TASK OBJECTIVE: Down to the final character, output the records below as they stand.

(Natural-language object grounding data)
<<<<
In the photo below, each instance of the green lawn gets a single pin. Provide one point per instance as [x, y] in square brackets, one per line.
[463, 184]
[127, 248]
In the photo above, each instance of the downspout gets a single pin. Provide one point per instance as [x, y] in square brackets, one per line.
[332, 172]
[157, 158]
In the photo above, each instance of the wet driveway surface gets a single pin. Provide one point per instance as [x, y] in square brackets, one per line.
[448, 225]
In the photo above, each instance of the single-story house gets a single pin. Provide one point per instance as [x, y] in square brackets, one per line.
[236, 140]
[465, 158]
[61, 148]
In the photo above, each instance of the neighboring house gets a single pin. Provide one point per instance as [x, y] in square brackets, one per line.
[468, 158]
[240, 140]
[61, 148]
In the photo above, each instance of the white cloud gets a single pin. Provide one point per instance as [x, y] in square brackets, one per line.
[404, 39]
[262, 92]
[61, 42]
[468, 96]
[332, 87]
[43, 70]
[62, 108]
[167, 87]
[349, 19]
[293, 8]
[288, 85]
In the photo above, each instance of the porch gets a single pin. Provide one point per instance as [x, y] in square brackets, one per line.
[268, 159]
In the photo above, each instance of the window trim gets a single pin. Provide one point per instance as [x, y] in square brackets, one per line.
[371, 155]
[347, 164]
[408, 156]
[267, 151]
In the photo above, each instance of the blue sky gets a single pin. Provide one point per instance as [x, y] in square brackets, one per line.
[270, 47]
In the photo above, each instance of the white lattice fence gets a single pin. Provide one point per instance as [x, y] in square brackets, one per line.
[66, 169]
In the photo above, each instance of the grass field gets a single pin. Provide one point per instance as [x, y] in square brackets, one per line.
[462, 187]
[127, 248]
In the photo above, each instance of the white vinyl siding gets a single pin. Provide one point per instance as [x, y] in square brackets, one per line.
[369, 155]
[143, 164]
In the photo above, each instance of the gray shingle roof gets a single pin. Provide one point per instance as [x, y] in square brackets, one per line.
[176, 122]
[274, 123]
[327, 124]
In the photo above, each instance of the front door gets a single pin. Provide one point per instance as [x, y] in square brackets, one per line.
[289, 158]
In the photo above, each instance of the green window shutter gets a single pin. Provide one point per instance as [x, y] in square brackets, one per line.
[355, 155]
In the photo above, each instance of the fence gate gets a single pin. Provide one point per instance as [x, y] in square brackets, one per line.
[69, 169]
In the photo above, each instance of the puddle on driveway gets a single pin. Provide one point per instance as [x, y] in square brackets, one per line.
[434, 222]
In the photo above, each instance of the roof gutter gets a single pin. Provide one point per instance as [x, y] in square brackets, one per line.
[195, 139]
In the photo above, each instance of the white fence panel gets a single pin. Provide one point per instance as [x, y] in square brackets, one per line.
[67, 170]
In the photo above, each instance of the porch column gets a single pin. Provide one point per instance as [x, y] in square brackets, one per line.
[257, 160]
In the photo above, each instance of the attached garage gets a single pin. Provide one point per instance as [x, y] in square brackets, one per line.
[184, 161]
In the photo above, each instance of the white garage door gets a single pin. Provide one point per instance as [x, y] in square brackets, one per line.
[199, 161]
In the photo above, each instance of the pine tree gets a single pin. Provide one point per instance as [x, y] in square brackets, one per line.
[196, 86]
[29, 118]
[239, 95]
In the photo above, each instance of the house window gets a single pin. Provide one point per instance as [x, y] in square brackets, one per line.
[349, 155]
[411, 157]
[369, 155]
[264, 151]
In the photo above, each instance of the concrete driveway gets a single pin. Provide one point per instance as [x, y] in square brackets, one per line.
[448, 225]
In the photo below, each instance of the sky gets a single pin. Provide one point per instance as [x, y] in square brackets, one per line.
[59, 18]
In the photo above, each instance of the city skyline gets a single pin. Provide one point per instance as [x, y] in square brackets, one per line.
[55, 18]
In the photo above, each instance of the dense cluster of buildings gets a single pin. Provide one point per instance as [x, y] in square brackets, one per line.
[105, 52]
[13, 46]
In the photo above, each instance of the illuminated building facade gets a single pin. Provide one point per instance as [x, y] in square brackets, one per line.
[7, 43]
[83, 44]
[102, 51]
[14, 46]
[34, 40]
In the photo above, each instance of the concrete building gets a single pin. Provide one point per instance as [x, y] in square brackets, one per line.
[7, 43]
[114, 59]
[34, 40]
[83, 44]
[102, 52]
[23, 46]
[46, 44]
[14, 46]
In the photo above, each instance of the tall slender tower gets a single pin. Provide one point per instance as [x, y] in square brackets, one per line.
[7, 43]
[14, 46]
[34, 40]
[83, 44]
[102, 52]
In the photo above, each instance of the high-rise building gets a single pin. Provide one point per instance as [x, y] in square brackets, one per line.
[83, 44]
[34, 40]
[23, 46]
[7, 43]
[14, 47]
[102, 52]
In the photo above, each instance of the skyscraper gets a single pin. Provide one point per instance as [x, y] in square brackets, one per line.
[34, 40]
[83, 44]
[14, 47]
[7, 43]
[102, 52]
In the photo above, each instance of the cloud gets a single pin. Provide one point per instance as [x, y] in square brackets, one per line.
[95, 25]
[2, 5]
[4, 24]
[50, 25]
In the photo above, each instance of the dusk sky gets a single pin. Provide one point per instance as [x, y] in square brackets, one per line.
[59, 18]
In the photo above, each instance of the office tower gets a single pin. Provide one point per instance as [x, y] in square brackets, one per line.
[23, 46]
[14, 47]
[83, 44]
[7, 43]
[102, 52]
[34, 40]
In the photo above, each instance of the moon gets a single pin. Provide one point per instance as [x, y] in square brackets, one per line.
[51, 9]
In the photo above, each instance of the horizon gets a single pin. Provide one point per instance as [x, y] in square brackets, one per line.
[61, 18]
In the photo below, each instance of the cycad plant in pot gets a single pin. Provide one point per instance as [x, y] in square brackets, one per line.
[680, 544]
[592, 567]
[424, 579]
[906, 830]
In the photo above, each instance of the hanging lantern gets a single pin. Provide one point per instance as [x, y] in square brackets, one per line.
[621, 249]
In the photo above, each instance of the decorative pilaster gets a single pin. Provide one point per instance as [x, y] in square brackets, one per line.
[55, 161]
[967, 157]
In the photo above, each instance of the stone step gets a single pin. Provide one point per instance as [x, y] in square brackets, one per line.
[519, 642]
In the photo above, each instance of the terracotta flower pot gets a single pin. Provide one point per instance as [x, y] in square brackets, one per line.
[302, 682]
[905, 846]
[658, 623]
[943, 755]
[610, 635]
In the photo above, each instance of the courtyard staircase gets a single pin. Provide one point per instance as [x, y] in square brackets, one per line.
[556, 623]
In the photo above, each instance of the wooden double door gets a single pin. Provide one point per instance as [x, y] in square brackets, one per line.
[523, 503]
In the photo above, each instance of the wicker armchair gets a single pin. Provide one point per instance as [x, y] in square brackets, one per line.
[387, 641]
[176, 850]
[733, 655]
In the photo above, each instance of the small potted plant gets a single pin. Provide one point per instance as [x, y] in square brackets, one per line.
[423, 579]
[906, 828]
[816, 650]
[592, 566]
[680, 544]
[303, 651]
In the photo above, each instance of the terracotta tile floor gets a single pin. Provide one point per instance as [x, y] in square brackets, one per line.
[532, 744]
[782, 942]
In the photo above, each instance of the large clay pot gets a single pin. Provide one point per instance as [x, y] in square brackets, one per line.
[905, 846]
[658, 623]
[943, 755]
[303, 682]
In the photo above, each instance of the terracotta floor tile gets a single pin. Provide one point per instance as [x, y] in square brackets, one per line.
>>>>
SOLUTION TO THE EXERCISE:
In the photo below, each instance of the green lawn gets a single pin. Provide one point per instance as [x, y] in square brackets, one per line.
[463, 184]
[127, 248]
In the photo above, each instance of the downspout gets a single pin. Provide one point per instance as [x, y] in square brackets, one per line.
[332, 172]
[157, 158]
In the photo above, each instance of the wet driveway surface gets a single pin. Provide one point per instance as [x, y] in square brackets, one per line.
[448, 225]
In the photo above, each instance of the single-story house gets a single pin. Provide one point per instance as [x, y] in square brackets, one per line.
[236, 140]
[465, 158]
[61, 148]
In the photo above, each instance of the neighboring house gets a single pin. Provide one point per instance as [x, y] in square brackets, one per line.
[468, 158]
[240, 140]
[61, 148]
In the photo above, each instance of the white cloud gets a single pin. Provide one point per instance as [x, y] in square brackets, one per line.
[404, 39]
[262, 92]
[61, 42]
[468, 96]
[332, 87]
[43, 70]
[62, 108]
[167, 87]
[349, 19]
[293, 8]
[288, 85]
In the photo above, each instance of the porch gets a single pin. Provide one point per instance as [x, y] in square brackets, one per line.
[268, 159]
In the photo above, each instance of the window trim gets a single pin. Provide one point per instance as [x, y] in square brackets, one per line.
[371, 155]
[347, 164]
[408, 156]
[267, 151]
In the photo above, each instance of the blue sky gets a single pin. Provide one point per instance as [x, y] in square brackets, one per line.
[270, 47]
In the photo above, each instance of the white lattice fence gets a single pin. Provide one point per instance as [x, y] in square brackets, one per line.
[66, 169]
In the photo above, each instance of the grass field gets a single pin. Provide one point per instance as [x, y] in square brackets, one per line.
[462, 187]
[127, 248]
In the photo above, each instance of the white vinyl siding gets a single pin. Provide one point per instance as [x, y] in square brackets, one per line.
[369, 155]
[143, 164]
In the photo above, each instance of the gray shingle roof gets a single pin. Provide one point per instance as [x, y] in square brackets, one per line.
[176, 122]
[274, 123]
[327, 124]
In the photo above, each instance of the front door gets a single pin. Provide one point per instance as [x, y] in square brackets, one per line.
[289, 158]
In the photo above, each instance of the green window shutter gets a single pin. Provide one point per instance as [x, y] in square brackets, one per line.
[355, 155]
In the photo above, each instance of the fence gate gets a single pin. Provide one point per instance as [x, y] in square brackets, one per line.
[69, 169]
In the photo above, each instance of the puddle on driveway gets a single pin. Provide one point per instance as [x, y] in square brackets, one per line.
[434, 222]
In the photo above, each instance of the roof gutter gets a single pin. Provide one point per instance as [x, y] in square brackets, one per line.
[195, 139]
In the photo above, each instance of the white fence panel gets a single pin. Provide one point per instance as [x, y] in square brackets, one per line.
[67, 170]
In the photo above, each instance of the porch column gets a single pin. Provide one point per instance as [x, y] in square brackets, one per line.
[257, 160]
In the photo above, each instance of the attached garage gets a single pin. Provide one point per instance as [x, y] in square brackets, one per line.
[184, 161]
In the photo above, each instance of the white garage door gets a single pin. Provide one point per instance as [x, y] in square brackets, one per line.
[199, 161]
In the photo above, each instance of the pine tree gets a single pin. Provide one point per instance as [x, y] in square brackets, one per line.
[196, 86]
[29, 118]
[239, 95]
In the photo above, each instance of the house window gets a single pin. Provide one point per instance as [x, y] in square brackets, one per line.
[349, 155]
[411, 157]
[369, 155]
[264, 151]
In the photo above, each instance of the concrete driveway gets a single pin. Provide one point per instance as [x, y] in square brackets, one per line.
[448, 225]
In the photo below, each instance of the sky gets a single pin. Provide one point per instance as [x, y] in square brackets, one per line.
[59, 18]
In the photo above, each instance of the city skyline gets a single pin. Provide one point per instance as [x, y] in square brackets, one per line.
[55, 18]
In the photo above, each instance of the dense cluster of buildings gets a single pin. Provide one point per instance as [x, y] in square brackets, one per line.
[105, 52]
[13, 46]
In the photo above, each instance of the illuminated building facade gets a single pin. Provide one point per instance as [x, y] in square brackets, one per line.
[7, 43]
[83, 44]
[102, 51]
[14, 46]
[34, 40]
In the photo above, each instance of the concrete building gets a single pin. Provide one point per instance as [x, y] in square brackets, one per line.
[7, 43]
[114, 59]
[34, 40]
[83, 44]
[102, 52]
[23, 46]
[46, 44]
[14, 46]
In the photo above, each instance of the tall slender tower gets a single pin. Provide one point per instance as [x, y] in square brackets, one per line.
[7, 43]
[14, 46]
[34, 40]
[83, 44]
[102, 52]
In the photo above, each instance of the high-rise building gets a single pin. Provide one point per instance as [x, y] in square brackets, one per line.
[83, 44]
[34, 40]
[23, 46]
[7, 43]
[14, 47]
[102, 52]
In the photo above, each instance of the skyscraper gets a single pin. Provide one point per instance as [x, y] in square brackets, one per line.
[34, 40]
[83, 44]
[14, 47]
[7, 43]
[102, 52]
In the photo above, each instance of the cloud gets a single pin. Provide one point per instance as [x, y] in square brackets, one per line.
[95, 25]
[2, 5]
[4, 24]
[50, 25]
In the photo above, each instance of the dusk sky gets a single pin. Provide one point per instance as [x, y] in square brackets, one per line.
[59, 18]
In the photo above, each instance of the office tower gets a single pin. Provide one point per instance as [x, y] in square brackets, one per line.
[23, 46]
[14, 47]
[83, 44]
[7, 43]
[102, 52]
[34, 40]
In the photo above, each instance of the moon gets a single pin. Provide one point per instance as [x, y] in square brackets, one per line.
[51, 9]
In the photo above, each instance of the horizon gets a single pin. Provide one point per instance as [x, y] in square brackets, one per line.
[61, 18]
In the photo below, each instance of the cycad plant in pot gets a single pin. Provide one point per instance as [x, y] in square brackets, one per line.
[680, 544]
[592, 567]
[424, 579]
[906, 830]
In the photo above, each instance of the hanging lantern gets a single pin. Provide one point per instance as [x, y] in square brackets, one per line.
[621, 249]
In the photo above, each instance of the decorative pilaster gets a single pin. Provide one point per instance as [x, y] in square brackets, one per line.
[55, 161]
[967, 157]
In the photo above, each instance of the stone step gets a single pin. Provide one point per instance as [x, y] in square brackets, one per line.
[519, 642]
In the photo above, each instance of the terracotta flower pot gets a single pin. Provide one point per instance as [x, y] in square brackets, one per line.
[302, 682]
[905, 846]
[658, 623]
[943, 755]
[610, 635]
In the photo above, each instance of the courtyard staircase gets a single pin. Provide one point per instance as [x, y] in square brackets, one per line.
[556, 623]
In the photo above, each instance of the wooden double door gets a single pin. Provide one point per instance as [x, y] in square brackets, one per line.
[523, 503]
In the photo above, each instance of the wicker armchair gets a single pin. Provide one point per instance as [x, y] in square brackets, one per line.
[387, 641]
[176, 850]
[733, 655]
In the photo above, each instance of the small potted plant gets a single pin. Provide one point per instance as [x, y] in square brackets, one per line.
[423, 579]
[906, 828]
[816, 650]
[592, 566]
[680, 544]
[303, 651]
In the photo above, each instance of the terracotta tile floor gets a single pin. Provide one point per instance as [x, y] in square brackets, one per line.
[532, 744]
[782, 942]
In the photo above, each instance of the large clay pot gets a single pin. Provide one point per instance as [x, y] in square brackets, one per line.
[905, 846]
[658, 623]
[943, 755]
[303, 682]
In the photo above, each instance of the terracotta floor tile gets a single pin. Provide one point per instance as [x, y] in square brackets, one per line.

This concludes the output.